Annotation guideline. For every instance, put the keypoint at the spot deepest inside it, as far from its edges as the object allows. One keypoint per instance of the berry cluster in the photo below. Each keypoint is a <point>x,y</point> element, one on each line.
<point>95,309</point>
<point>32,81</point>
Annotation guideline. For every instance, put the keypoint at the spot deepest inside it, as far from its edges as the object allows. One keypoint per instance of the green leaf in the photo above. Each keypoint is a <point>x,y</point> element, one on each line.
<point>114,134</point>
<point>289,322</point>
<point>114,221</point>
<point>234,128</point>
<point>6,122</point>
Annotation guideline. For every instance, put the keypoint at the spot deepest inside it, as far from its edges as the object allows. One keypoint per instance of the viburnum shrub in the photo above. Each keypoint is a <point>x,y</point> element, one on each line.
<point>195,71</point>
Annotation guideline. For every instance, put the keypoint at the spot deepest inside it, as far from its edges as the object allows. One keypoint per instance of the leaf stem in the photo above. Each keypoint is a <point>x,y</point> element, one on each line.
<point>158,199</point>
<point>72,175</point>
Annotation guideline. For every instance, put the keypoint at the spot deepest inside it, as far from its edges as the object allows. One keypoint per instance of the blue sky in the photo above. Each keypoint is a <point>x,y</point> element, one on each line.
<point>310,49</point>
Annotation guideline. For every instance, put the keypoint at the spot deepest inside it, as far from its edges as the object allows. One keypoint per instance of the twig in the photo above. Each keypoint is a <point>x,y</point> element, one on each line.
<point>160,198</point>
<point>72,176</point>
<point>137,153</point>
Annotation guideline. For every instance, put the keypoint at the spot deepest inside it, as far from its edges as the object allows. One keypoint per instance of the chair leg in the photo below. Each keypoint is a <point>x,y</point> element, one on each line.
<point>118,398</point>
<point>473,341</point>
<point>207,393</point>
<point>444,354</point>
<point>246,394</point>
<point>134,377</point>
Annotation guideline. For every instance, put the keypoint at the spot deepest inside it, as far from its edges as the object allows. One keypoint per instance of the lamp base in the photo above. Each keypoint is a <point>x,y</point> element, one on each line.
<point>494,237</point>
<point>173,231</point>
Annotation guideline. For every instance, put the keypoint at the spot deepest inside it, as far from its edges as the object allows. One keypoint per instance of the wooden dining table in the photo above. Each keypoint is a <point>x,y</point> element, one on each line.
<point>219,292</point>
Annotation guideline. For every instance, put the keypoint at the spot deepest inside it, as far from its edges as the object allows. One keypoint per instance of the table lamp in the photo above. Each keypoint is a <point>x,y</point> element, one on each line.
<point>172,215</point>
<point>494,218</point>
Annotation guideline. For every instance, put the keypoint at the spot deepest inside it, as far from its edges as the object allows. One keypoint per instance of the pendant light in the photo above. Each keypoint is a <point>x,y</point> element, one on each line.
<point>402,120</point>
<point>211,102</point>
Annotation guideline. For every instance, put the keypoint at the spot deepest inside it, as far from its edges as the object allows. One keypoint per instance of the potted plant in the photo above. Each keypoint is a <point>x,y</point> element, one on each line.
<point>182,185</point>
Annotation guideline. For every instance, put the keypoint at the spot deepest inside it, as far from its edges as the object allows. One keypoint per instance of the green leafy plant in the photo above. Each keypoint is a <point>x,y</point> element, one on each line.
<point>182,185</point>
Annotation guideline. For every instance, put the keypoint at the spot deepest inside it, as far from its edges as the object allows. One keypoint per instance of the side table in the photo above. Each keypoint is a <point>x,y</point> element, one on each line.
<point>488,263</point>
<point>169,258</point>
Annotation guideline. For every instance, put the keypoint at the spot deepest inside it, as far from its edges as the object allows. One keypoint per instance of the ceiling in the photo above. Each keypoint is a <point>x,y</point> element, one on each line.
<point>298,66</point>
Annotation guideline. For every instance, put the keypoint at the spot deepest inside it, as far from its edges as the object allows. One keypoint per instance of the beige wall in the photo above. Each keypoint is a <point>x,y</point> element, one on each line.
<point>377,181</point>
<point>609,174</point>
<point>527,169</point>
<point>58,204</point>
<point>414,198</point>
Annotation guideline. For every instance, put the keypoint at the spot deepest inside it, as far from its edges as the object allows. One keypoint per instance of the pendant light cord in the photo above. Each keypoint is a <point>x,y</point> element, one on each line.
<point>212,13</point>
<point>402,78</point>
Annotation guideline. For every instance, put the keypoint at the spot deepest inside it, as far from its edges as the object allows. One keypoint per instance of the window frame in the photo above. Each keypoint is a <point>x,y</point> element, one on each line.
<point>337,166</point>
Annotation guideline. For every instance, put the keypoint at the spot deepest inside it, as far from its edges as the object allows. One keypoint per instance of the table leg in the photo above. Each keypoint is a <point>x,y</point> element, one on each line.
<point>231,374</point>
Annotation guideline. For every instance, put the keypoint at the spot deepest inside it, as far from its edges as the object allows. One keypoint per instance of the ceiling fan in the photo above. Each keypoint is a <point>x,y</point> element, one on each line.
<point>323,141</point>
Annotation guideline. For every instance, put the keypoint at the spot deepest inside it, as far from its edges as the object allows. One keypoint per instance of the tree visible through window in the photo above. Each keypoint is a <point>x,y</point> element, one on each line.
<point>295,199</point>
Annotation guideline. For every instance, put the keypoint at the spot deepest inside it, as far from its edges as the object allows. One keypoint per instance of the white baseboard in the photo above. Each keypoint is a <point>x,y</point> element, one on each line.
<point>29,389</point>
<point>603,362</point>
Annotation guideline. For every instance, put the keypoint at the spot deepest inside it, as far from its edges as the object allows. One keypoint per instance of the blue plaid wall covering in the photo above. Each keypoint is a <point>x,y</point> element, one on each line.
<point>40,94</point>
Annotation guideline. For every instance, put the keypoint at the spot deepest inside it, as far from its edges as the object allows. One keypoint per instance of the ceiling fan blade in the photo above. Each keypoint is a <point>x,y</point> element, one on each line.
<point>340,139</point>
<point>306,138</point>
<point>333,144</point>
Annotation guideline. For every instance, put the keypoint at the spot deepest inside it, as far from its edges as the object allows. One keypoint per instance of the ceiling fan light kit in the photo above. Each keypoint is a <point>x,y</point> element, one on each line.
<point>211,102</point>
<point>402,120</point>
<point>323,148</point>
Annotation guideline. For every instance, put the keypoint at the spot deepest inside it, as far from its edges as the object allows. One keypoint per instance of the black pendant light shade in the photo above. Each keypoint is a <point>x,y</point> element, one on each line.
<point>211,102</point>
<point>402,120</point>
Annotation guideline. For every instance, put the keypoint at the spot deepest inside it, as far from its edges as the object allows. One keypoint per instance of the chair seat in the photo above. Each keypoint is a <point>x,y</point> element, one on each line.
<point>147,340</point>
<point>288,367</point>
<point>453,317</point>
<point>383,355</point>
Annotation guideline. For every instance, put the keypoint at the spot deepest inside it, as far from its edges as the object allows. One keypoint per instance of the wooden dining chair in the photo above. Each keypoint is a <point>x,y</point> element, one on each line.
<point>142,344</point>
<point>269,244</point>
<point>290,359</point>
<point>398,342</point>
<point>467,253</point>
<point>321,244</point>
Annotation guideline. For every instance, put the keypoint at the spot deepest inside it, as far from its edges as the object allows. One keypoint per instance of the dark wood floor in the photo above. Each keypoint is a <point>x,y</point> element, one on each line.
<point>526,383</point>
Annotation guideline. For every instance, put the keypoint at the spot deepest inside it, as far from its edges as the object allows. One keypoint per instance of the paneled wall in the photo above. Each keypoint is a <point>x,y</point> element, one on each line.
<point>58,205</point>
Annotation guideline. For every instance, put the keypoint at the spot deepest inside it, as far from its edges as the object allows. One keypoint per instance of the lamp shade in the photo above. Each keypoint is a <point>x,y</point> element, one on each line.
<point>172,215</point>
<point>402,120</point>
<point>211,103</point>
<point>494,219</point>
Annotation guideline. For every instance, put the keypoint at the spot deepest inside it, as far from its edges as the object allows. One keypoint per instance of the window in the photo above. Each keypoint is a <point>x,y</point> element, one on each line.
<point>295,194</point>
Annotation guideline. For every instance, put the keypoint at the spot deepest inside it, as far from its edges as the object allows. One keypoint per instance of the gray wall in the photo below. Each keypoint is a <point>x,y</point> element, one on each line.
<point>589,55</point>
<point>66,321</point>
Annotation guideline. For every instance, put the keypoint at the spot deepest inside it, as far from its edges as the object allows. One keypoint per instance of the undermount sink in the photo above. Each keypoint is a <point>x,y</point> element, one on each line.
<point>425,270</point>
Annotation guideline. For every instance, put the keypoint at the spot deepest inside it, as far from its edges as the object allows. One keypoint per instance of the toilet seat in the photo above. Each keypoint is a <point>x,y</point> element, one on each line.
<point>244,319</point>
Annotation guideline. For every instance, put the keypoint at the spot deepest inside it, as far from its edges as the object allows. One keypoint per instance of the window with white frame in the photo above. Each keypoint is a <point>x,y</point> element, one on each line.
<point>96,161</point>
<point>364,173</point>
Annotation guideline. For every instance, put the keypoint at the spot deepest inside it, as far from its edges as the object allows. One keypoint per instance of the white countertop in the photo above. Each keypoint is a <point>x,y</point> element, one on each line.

- - - - -

Given instruction:
Please give the lines above, from the very first one through the line containing "<point>6,122</point>", inclusive, as a JSON list of strings, one string per line and blank lines left out.

Reply:
[
  "Annotation guideline. For every instance, put the keypoint at the spot deepest inside it, as far from its edges as the object allows. One keypoint per instance of the berry cluster in the photo below. Each keypoint is a <point>x,y</point> element, one on each line.",
  "<point>95,309</point>",
  "<point>32,81</point>",
  "Annotation guideline. For every instance, put the keypoint at the spot deepest inside it, as far from its edges as the object allows. One keypoint per instance of the green leaf in the photo above. Each keypoint is a <point>x,y</point> element, one on each line.",
  "<point>114,134</point>",
  "<point>289,322</point>",
  "<point>114,221</point>",
  "<point>234,128</point>",
  "<point>6,122</point>"
]